[begin Supplied material]
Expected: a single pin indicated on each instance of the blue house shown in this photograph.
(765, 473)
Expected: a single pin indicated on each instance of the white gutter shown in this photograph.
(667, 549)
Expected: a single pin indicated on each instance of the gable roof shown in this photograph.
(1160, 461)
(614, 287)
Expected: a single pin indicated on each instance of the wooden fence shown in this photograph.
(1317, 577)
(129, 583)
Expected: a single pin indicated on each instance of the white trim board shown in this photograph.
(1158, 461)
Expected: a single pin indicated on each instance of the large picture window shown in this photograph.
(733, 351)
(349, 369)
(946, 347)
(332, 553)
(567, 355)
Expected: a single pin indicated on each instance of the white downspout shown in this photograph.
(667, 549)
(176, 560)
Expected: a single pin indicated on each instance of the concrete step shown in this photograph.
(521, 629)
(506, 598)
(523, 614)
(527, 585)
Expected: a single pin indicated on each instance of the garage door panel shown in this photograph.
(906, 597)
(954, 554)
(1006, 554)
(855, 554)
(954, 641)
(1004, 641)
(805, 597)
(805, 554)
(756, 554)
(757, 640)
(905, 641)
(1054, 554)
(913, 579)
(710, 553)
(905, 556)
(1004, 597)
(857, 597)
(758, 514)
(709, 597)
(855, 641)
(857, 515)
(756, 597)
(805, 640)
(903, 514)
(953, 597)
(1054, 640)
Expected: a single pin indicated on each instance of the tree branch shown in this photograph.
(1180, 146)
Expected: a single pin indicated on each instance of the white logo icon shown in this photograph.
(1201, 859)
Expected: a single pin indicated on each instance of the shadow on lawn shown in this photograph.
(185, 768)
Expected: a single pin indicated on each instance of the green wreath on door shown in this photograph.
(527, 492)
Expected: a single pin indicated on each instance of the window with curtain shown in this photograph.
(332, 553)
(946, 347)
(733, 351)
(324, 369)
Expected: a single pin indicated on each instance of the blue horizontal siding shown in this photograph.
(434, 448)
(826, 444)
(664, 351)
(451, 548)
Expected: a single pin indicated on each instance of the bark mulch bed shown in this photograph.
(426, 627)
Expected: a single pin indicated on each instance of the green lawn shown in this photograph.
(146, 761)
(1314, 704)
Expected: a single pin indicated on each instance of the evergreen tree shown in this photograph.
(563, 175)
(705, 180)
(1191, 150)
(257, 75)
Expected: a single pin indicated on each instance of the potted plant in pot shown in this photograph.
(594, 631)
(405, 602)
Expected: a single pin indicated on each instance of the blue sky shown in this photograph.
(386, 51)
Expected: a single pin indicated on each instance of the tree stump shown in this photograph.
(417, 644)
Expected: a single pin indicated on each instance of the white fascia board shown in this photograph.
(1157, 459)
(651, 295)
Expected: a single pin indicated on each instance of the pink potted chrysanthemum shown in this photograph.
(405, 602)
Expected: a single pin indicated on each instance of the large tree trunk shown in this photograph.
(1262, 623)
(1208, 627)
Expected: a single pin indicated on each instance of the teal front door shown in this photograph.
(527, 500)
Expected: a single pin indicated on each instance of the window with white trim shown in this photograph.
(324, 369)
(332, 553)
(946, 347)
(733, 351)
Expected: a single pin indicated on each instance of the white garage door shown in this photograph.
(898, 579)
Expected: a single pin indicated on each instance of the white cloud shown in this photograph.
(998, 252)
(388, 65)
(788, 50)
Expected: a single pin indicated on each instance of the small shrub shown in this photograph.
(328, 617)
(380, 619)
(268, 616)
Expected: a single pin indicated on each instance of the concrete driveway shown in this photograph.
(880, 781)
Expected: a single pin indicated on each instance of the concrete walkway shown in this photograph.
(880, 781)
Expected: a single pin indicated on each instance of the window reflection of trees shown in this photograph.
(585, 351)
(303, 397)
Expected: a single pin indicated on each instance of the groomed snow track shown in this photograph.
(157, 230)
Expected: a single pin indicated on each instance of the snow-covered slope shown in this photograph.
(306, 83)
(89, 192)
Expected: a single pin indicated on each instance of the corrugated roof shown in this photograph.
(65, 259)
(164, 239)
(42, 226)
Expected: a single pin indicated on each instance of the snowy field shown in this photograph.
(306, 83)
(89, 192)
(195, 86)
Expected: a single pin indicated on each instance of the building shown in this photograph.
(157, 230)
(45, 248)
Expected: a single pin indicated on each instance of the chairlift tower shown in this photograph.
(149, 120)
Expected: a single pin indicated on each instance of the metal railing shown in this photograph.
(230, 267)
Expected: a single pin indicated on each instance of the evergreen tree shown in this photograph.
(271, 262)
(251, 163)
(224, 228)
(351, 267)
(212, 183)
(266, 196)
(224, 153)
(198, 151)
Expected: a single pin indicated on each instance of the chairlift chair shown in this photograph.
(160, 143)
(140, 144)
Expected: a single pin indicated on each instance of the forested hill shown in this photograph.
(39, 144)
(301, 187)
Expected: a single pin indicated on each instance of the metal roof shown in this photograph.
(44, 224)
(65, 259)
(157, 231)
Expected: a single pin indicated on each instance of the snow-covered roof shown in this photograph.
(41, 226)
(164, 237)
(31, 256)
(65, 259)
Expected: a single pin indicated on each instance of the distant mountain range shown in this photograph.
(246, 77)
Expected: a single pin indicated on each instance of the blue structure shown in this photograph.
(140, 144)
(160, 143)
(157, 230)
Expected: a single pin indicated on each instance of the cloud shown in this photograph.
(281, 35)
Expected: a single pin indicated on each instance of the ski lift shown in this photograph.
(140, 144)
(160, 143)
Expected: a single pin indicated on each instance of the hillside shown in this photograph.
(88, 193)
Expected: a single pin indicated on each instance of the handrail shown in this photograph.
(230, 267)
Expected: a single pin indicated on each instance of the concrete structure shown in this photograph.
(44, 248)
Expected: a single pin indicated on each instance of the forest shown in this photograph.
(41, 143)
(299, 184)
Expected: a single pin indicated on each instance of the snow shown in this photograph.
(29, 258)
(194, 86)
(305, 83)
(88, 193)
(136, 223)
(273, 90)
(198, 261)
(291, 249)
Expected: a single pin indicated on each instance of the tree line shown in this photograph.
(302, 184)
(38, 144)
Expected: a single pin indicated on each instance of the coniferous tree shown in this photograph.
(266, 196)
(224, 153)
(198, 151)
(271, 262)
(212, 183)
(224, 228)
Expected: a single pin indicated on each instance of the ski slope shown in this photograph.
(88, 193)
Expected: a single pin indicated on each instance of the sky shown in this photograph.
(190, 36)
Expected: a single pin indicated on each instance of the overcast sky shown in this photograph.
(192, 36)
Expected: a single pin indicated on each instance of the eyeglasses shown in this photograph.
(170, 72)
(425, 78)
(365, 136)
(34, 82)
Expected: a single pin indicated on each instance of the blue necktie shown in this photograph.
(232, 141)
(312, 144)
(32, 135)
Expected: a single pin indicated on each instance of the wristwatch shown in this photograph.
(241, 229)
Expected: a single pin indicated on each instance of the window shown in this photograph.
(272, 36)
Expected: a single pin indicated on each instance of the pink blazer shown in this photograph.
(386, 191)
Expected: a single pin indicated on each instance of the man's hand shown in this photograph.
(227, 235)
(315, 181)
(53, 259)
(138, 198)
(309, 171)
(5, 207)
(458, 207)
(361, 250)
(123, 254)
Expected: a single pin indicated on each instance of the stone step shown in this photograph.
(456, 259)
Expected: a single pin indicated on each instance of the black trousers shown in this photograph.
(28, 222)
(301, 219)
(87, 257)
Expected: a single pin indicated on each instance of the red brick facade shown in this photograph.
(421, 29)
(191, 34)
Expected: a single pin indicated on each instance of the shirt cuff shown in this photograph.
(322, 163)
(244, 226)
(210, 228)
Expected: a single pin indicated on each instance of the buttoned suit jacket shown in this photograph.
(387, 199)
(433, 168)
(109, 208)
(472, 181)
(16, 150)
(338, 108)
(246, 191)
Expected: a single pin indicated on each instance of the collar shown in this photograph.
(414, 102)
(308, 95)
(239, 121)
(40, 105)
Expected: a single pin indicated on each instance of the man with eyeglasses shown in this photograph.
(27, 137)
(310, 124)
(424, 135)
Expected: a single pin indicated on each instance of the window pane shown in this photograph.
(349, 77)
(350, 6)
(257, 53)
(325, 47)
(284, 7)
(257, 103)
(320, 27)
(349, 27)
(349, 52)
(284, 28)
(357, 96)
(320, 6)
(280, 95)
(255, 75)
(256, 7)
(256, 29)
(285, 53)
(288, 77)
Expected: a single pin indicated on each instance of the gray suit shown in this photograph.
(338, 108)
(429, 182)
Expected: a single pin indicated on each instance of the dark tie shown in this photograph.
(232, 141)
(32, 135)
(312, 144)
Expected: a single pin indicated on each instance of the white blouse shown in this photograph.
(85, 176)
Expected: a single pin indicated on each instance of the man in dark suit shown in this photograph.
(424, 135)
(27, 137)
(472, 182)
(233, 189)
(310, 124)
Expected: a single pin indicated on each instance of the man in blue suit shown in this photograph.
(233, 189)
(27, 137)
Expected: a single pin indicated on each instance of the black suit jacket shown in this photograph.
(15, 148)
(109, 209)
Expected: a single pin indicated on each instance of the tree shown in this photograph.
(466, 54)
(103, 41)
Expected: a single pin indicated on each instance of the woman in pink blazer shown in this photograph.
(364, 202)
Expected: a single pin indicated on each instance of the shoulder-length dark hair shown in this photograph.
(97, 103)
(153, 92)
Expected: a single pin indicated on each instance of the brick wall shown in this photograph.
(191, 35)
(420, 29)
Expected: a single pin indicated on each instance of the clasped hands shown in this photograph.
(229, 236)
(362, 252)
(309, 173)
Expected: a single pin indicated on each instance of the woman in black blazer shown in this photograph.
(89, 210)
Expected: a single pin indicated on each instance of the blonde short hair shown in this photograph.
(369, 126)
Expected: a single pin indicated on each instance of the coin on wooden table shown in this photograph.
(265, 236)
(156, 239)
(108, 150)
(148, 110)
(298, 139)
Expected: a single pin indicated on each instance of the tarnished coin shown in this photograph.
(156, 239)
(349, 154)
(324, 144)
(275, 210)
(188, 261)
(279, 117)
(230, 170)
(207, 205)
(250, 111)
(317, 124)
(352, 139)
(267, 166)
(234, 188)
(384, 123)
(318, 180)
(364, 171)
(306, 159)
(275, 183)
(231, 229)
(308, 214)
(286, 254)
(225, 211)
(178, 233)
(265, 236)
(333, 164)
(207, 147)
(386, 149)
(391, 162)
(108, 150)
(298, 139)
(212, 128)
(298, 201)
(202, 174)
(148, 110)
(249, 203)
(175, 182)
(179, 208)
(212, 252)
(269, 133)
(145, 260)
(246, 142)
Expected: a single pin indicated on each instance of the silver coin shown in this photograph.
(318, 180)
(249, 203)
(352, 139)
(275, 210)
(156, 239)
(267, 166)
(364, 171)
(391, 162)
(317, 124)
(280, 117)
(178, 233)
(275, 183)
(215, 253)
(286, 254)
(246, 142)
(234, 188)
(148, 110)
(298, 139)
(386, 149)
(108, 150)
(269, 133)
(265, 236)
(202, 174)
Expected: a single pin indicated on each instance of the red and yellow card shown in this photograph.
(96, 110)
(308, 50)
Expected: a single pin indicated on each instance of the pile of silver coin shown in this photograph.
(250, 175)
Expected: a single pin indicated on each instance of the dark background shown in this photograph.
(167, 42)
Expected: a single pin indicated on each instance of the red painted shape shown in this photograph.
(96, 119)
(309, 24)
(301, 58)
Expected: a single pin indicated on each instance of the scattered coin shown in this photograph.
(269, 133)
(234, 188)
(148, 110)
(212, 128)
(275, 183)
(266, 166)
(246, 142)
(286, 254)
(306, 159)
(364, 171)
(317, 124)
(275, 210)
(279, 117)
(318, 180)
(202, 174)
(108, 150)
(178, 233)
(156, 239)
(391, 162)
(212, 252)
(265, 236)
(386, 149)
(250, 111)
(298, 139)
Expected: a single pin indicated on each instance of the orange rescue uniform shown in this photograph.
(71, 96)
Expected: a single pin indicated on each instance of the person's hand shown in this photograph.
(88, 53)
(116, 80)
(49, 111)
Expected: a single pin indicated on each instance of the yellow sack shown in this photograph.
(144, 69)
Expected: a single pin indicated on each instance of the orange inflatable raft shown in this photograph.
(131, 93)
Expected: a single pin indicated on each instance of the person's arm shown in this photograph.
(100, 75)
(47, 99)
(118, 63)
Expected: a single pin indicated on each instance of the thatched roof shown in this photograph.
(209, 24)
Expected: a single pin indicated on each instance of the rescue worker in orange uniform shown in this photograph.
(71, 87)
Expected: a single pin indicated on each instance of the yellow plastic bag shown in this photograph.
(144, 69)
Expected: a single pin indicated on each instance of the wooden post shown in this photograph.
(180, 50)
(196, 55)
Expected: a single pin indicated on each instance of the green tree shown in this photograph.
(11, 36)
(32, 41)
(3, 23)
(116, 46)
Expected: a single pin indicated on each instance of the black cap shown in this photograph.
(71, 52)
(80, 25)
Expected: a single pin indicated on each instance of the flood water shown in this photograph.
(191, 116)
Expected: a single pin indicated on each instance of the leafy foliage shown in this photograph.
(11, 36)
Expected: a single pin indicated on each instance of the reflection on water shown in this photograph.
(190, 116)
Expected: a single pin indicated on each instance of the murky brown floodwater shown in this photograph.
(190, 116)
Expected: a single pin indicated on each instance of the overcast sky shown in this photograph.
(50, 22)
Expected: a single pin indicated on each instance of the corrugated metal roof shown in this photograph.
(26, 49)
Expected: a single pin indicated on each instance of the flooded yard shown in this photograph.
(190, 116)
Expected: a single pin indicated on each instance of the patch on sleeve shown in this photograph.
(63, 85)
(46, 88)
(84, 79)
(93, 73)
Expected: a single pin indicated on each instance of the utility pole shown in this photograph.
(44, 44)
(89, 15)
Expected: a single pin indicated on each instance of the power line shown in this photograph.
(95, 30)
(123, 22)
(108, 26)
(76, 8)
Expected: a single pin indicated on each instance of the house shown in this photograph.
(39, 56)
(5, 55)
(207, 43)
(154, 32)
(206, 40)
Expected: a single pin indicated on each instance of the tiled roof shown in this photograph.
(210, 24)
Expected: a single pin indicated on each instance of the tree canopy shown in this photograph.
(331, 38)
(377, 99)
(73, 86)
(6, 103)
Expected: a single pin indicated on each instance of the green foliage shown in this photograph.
[end Supplied material]
*Problem statement*. Copy the lines starting at the one containing "icon shown in this photograph." and ending at the one containing "(1208, 627)". Switch "tree stump" to "cut stump" and leave everything else unchanged.

*Result for this task*.
Expected: a single pin indicated on each instance of the white logo icon shown in this photograph.
(1201, 859)
Expected: a single pin indicated on each instance of the shadow on lawn shown in this photograph.
(185, 768)
Expected: a single pin indicated on each instance of the green wreath on door shown in this photograph.
(527, 492)
Expected: a single pin indicated on each instance of the window with curtain shown in this photograph.
(332, 553)
(946, 347)
(733, 351)
(324, 369)
Expected: a single pin indicated on each instance of the blue horizontal siding shown in this photograph.
(434, 448)
(826, 444)
(664, 351)
(451, 548)
Expected: a single pin indicated on each instance of the bark mulch bed shown in this photograph.
(426, 627)
Expected: a single pin indicated on each instance of the green lawn shown in this photograph.
(146, 761)
(1314, 704)
Expected: a single pin indicated on each instance of the evergreen tree shown in this photograph.
(563, 175)
(705, 180)
(1191, 150)
(257, 75)
Expected: a single pin indicated on each instance of the potted plant in pot shown in this photograph.
(594, 631)
(405, 602)
Expected: a single pin indicated on each instance of the blue sky shown in this photograph.
(386, 51)
Expected: a single pin indicated on each instance of the cut stump shown in this photograph.
(417, 644)
Expected: a single pin indicated on each instance of the white fascia board shown in this photograph.
(1157, 459)
(651, 295)
Expected: a single pin indicated on each instance of the pink potted chrysanthemum shown in this photograph.
(405, 602)
Expected: a single pin indicated on each instance of the large tree trunk shown in this photograph.
(1262, 623)
(1208, 627)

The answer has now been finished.